*Document segment*
========================
For the xori instruction, the specification constrains $reg[rd] = reg[src1]$ ^ $imm$ . Since we have verified the register file, we only need to check that the write data, destination, and write enable signals in the WB stage are correct. Below shows the implementation of xori verification. xori_trigger means there is a valid xori in WB stage, and xori_result is the golden value this instruction should write-back to regfile.
========================
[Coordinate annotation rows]
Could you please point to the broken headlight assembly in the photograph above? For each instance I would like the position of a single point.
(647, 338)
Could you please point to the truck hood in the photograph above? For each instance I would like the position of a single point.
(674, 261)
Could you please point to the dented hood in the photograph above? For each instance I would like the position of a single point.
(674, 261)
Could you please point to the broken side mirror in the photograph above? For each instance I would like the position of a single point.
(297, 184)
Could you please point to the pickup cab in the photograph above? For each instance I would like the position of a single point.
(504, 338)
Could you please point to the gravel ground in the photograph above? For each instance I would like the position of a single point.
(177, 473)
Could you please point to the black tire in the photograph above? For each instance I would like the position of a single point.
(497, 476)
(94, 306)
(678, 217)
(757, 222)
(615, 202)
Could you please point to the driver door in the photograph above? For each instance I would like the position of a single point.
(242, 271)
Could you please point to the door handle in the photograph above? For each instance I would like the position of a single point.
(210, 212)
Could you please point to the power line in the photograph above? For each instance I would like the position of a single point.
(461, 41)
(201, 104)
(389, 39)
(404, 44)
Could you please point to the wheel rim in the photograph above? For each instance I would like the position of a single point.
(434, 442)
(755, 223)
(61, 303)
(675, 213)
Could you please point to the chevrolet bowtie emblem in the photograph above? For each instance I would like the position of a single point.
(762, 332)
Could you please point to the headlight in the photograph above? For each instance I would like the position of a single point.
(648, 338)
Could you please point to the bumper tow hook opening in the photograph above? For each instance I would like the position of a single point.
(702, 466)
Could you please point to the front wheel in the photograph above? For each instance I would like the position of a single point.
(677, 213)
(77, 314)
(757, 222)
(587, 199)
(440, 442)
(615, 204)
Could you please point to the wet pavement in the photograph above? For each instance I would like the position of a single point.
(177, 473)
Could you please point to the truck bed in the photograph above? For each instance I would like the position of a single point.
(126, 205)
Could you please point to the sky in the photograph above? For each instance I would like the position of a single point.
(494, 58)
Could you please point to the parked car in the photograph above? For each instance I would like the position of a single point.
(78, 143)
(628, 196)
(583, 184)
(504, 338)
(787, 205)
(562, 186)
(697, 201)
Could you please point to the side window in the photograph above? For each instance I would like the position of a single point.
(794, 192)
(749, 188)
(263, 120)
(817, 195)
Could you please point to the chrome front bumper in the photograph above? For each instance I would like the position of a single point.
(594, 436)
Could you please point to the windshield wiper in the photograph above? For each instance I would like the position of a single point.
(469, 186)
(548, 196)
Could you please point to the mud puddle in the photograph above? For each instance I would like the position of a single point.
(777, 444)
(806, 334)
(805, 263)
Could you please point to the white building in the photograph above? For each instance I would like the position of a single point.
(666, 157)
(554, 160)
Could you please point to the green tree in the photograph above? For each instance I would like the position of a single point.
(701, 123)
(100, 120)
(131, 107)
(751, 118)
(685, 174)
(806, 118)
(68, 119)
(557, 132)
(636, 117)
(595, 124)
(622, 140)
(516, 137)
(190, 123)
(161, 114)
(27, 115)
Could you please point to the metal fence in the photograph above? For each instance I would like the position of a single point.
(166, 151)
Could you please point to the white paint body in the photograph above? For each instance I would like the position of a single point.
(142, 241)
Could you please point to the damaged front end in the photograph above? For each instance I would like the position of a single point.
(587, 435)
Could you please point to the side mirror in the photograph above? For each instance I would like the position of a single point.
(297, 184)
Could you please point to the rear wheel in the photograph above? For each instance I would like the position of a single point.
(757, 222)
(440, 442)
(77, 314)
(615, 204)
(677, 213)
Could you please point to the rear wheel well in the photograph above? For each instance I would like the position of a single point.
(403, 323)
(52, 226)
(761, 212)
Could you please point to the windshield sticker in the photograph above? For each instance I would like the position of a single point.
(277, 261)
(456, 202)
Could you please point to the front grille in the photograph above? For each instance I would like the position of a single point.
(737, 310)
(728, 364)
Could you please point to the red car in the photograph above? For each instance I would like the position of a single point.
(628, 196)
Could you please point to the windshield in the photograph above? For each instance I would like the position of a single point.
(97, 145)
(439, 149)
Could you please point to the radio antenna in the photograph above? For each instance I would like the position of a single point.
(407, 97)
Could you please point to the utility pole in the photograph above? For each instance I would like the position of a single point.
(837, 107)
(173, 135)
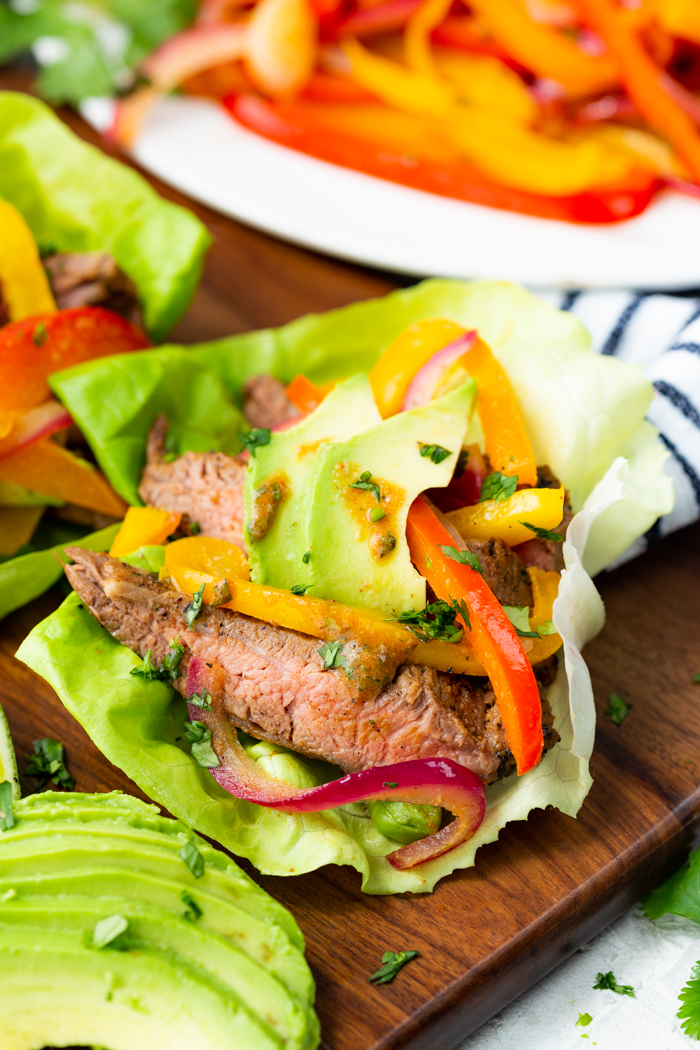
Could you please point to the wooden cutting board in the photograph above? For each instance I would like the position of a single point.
(550, 883)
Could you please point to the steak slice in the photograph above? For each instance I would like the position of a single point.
(206, 488)
(266, 402)
(272, 684)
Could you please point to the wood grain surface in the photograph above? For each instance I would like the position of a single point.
(548, 884)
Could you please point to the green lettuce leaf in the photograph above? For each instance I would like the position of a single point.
(78, 200)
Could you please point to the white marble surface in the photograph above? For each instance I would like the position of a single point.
(655, 958)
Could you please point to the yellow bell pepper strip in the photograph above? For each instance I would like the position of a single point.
(495, 644)
(143, 527)
(23, 284)
(17, 525)
(56, 473)
(507, 443)
(546, 50)
(391, 376)
(503, 519)
(645, 82)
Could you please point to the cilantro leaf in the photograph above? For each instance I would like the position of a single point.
(203, 751)
(393, 962)
(690, 1011)
(108, 929)
(463, 558)
(543, 533)
(497, 486)
(436, 622)
(520, 617)
(435, 453)
(617, 711)
(607, 981)
(255, 439)
(363, 482)
(47, 763)
(193, 859)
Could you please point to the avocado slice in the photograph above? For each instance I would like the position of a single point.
(364, 562)
(276, 541)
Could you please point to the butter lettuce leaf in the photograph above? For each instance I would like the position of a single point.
(78, 200)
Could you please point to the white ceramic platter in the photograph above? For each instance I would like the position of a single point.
(194, 146)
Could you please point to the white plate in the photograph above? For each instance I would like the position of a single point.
(193, 145)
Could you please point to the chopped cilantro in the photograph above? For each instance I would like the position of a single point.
(607, 981)
(463, 558)
(107, 929)
(47, 763)
(520, 617)
(7, 819)
(617, 711)
(497, 486)
(203, 752)
(193, 859)
(193, 910)
(255, 439)
(435, 453)
(363, 482)
(200, 699)
(436, 622)
(391, 963)
(543, 533)
(194, 608)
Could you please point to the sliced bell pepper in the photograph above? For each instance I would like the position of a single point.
(56, 473)
(647, 83)
(495, 644)
(303, 394)
(411, 349)
(143, 527)
(507, 443)
(30, 350)
(503, 519)
(23, 282)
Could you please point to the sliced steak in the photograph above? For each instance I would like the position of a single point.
(92, 279)
(272, 684)
(207, 488)
(266, 402)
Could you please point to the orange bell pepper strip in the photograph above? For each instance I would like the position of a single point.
(507, 442)
(645, 82)
(546, 50)
(54, 471)
(143, 527)
(411, 349)
(23, 279)
(303, 394)
(492, 636)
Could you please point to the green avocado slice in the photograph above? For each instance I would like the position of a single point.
(362, 561)
(249, 984)
(276, 543)
(58, 992)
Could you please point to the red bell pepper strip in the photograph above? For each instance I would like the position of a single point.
(488, 630)
(313, 129)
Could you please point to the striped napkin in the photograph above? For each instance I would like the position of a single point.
(661, 333)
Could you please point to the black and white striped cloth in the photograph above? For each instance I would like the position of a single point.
(661, 333)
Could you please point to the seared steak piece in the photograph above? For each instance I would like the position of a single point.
(503, 571)
(92, 279)
(272, 684)
(266, 402)
(205, 487)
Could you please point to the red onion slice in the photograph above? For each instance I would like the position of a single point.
(427, 781)
(423, 384)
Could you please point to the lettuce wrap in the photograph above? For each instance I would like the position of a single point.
(77, 200)
(586, 418)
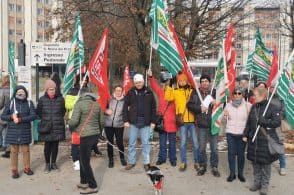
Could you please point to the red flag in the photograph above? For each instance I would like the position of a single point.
(185, 69)
(98, 70)
(127, 83)
(274, 69)
(230, 58)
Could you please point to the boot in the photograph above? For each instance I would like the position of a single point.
(110, 163)
(77, 165)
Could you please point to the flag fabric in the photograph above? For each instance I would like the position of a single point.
(259, 61)
(286, 89)
(98, 70)
(127, 82)
(181, 52)
(161, 38)
(11, 68)
(75, 58)
(274, 69)
(230, 58)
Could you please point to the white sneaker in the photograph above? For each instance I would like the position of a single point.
(77, 165)
(283, 171)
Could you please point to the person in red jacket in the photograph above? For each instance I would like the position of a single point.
(167, 109)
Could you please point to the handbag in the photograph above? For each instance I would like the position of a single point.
(159, 125)
(45, 127)
(75, 135)
(273, 146)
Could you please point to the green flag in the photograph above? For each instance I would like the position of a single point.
(11, 67)
(161, 38)
(286, 89)
(75, 58)
(260, 60)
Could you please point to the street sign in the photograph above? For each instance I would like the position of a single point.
(49, 53)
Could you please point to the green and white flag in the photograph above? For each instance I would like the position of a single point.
(286, 89)
(161, 38)
(75, 58)
(259, 62)
(11, 68)
(222, 94)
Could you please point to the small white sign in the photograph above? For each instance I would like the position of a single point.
(49, 53)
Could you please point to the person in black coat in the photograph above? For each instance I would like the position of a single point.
(257, 150)
(19, 113)
(51, 110)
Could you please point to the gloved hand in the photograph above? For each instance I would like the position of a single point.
(262, 122)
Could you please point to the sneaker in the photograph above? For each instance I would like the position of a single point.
(47, 168)
(15, 174)
(231, 178)
(129, 166)
(182, 167)
(241, 178)
(283, 171)
(28, 171)
(147, 167)
(196, 166)
(54, 166)
(254, 187)
(82, 185)
(89, 191)
(201, 171)
(215, 172)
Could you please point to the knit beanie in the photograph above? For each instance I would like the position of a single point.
(49, 84)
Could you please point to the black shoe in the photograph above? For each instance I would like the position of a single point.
(231, 178)
(6, 154)
(241, 178)
(110, 163)
(159, 162)
(54, 166)
(123, 162)
(201, 171)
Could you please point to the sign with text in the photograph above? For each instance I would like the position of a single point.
(49, 53)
========================
*Written exercise 1*
Please output the xori passage word for word, from "For the xori" up to and including "write-back to regfile.".
*Written exercise 2*
Tally the rows that contain the string "windshield" and reply with only that number.
The xori passage and the rows come from unrelated sources.

*Complete response 1*
For the xori instruction, the specification constrains $reg[rd] = reg[src1]$ ^ $imm$ . Since we have verified the register file, we only need to check that the write data, destination, and write enable signals in the WB stage are correct. Below shows the implementation of xori verification. xori_trigger means there is a valid xori in WB stage, and xori_result is the golden value this instruction should write-back to regfile.

*Complete response 2*
3